TASK BRIEF: Set down exactly the lines from the one containing "Query: open box flap" through the last line of the records below, both included, and nothing else.

RECORDS FOR THE TASK:
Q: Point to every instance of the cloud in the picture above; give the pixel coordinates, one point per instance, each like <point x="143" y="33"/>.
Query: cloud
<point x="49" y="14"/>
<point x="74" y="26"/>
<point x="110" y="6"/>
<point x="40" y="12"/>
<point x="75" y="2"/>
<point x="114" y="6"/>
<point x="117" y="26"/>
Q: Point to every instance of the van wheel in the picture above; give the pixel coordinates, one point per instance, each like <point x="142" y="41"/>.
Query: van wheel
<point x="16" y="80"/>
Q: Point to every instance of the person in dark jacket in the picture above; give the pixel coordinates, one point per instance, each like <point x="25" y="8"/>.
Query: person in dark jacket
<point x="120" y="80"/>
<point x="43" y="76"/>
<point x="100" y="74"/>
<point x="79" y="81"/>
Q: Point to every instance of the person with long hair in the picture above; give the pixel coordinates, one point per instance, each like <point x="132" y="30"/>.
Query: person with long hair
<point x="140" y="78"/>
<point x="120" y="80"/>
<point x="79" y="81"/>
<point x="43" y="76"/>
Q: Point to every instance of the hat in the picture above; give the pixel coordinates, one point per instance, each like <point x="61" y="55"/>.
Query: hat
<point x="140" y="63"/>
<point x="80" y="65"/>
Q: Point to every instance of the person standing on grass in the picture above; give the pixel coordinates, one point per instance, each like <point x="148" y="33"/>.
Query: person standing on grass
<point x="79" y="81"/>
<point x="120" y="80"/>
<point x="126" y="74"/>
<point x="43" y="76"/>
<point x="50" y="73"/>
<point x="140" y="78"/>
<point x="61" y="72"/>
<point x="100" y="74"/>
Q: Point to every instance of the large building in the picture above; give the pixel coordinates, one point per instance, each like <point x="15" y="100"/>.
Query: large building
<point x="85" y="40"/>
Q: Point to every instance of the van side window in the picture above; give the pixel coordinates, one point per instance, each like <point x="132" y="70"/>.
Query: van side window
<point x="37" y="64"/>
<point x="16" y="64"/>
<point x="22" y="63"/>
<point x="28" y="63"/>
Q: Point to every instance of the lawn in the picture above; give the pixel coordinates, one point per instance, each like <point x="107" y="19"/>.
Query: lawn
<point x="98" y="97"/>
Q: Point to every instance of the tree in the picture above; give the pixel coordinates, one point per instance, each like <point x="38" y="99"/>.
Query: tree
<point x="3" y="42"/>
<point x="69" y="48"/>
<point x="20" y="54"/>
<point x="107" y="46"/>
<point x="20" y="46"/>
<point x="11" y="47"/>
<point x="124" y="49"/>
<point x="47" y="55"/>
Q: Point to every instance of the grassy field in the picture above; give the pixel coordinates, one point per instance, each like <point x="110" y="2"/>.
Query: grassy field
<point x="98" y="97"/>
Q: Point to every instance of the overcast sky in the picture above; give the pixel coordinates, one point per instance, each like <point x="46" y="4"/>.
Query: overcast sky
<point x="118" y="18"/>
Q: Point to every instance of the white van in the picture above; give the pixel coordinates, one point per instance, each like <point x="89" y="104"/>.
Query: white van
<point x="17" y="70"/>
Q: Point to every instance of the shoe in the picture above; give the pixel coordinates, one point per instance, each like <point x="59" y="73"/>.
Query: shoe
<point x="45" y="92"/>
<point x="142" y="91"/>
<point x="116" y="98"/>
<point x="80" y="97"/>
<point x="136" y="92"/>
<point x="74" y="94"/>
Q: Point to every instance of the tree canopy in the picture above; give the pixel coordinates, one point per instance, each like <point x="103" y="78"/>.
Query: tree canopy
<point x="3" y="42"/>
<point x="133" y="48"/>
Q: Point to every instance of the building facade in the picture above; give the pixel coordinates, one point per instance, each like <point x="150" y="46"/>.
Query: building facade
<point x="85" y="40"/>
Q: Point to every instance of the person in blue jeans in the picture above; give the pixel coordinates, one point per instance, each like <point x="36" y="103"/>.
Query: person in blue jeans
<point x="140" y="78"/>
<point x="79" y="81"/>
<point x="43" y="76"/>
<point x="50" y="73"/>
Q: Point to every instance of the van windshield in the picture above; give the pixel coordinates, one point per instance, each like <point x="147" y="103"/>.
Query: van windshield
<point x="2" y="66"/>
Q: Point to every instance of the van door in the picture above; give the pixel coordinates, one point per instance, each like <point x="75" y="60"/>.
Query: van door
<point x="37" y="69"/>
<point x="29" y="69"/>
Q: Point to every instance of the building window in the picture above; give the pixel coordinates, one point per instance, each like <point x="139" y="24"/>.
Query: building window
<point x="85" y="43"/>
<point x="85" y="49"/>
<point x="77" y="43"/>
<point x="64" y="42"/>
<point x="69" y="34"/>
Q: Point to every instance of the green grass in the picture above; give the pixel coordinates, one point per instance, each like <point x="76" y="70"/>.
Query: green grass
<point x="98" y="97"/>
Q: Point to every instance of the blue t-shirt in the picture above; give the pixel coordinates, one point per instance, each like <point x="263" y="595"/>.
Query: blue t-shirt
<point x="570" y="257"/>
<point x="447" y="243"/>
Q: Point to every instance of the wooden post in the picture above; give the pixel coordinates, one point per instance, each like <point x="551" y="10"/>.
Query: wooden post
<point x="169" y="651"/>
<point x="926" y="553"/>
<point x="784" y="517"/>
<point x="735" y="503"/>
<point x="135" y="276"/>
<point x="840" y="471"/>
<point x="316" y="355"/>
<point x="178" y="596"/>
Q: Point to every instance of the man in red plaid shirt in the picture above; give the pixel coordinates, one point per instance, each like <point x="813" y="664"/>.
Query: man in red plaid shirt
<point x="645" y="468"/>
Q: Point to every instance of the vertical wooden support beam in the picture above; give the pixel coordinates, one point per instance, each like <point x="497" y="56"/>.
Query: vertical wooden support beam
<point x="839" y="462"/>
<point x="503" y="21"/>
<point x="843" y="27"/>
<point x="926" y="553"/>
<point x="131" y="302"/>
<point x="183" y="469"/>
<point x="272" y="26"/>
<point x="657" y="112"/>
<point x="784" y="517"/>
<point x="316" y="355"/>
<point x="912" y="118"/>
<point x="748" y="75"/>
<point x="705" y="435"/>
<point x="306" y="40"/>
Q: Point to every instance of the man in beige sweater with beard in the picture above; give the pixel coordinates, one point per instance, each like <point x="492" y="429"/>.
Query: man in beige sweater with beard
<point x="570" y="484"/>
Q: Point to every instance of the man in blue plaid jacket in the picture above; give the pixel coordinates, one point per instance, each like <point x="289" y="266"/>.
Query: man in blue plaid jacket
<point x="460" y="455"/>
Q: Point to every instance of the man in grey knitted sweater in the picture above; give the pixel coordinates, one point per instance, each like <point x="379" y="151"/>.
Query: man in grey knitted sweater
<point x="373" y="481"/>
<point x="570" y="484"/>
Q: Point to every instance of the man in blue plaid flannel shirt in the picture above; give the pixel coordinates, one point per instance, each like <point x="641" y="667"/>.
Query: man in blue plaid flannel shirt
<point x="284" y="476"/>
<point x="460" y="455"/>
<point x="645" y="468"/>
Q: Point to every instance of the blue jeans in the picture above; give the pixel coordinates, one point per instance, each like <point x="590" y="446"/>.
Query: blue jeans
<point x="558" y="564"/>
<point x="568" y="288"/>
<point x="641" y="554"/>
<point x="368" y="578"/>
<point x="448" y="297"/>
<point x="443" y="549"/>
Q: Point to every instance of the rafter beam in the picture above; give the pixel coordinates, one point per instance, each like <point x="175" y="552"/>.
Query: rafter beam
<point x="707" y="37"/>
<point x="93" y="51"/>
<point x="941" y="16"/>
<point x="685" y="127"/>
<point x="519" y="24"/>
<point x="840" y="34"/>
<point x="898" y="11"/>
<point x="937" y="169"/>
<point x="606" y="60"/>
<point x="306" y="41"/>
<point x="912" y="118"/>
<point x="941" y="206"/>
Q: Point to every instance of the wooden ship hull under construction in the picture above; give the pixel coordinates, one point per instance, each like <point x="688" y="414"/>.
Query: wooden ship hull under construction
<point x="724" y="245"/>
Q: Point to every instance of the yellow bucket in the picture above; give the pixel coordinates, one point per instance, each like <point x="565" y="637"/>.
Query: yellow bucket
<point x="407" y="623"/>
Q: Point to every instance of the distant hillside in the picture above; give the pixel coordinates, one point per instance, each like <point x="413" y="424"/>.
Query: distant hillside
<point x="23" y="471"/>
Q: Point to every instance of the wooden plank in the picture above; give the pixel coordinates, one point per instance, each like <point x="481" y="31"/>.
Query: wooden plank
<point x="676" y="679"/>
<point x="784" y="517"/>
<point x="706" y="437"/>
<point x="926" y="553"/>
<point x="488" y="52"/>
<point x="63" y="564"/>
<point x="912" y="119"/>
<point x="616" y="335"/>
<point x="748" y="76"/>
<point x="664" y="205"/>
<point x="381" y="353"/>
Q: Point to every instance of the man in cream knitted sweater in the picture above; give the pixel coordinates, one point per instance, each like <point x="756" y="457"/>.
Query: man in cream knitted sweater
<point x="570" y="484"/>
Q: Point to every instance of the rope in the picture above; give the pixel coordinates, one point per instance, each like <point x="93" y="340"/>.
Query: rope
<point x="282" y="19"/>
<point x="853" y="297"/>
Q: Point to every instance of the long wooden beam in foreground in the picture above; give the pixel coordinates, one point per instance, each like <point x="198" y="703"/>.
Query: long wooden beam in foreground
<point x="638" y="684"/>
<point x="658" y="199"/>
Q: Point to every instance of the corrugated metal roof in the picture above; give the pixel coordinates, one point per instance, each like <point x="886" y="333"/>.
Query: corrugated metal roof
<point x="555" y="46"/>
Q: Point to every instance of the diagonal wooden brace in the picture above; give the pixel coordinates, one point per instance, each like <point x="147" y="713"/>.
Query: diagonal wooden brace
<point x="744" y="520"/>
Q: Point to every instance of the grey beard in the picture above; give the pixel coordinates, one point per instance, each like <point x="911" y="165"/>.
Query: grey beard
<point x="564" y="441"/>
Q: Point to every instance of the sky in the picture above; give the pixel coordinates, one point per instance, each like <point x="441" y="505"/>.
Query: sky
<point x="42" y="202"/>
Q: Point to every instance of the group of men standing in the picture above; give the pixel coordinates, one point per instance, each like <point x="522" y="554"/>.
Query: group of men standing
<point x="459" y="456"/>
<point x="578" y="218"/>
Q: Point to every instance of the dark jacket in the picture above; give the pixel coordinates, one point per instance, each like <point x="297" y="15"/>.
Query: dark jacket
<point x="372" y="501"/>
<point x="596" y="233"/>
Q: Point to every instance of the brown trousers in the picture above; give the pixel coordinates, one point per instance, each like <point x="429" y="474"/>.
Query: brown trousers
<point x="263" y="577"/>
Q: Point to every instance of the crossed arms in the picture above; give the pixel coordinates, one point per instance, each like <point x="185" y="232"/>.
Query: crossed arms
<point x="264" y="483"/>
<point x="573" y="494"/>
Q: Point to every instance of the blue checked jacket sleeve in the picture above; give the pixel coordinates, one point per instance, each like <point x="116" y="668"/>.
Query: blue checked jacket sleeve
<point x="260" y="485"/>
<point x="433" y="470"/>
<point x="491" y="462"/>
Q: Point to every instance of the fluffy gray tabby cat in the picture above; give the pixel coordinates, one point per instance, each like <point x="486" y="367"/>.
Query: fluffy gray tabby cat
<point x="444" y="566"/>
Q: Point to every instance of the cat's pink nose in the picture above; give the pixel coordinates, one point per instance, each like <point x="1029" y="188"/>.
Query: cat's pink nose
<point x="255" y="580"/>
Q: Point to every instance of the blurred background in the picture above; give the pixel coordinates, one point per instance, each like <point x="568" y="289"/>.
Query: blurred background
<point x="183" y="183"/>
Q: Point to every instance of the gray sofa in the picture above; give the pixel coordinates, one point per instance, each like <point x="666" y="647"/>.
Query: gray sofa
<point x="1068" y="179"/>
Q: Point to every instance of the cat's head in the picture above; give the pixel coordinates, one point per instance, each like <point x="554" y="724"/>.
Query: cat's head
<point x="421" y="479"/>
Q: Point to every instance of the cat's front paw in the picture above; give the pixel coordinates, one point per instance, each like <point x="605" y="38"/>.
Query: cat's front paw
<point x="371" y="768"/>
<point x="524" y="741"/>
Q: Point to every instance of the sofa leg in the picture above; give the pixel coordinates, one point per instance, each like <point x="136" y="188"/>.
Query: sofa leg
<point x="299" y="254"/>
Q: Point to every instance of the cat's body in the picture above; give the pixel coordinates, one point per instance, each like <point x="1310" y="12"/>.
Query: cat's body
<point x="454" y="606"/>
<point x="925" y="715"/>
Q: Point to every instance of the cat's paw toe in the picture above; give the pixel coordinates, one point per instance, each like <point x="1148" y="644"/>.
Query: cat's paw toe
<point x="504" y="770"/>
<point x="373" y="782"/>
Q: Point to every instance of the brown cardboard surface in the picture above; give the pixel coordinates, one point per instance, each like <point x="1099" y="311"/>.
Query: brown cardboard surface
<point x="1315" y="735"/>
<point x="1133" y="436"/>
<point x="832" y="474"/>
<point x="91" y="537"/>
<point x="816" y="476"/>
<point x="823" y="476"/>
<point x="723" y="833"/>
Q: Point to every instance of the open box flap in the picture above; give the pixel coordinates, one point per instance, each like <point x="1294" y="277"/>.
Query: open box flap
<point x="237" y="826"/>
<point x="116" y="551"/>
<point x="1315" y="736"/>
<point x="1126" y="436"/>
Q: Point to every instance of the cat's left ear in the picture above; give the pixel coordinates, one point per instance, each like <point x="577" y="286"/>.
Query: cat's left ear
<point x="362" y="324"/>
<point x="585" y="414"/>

THE COMPLETED TASK:
Query: open box flap
<point x="237" y="826"/>
<point x="116" y="551"/>
<point x="1315" y="736"/>
<point x="1126" y="436"/>
Q: Point to every instance of the cat's left ear in the picture above; give the pixel coordinates, one point per instance, each like <point x="577" y="286"/>.
Query: cat's left ear
<point x="362" y="324"/>
<point x="585" y="414"/>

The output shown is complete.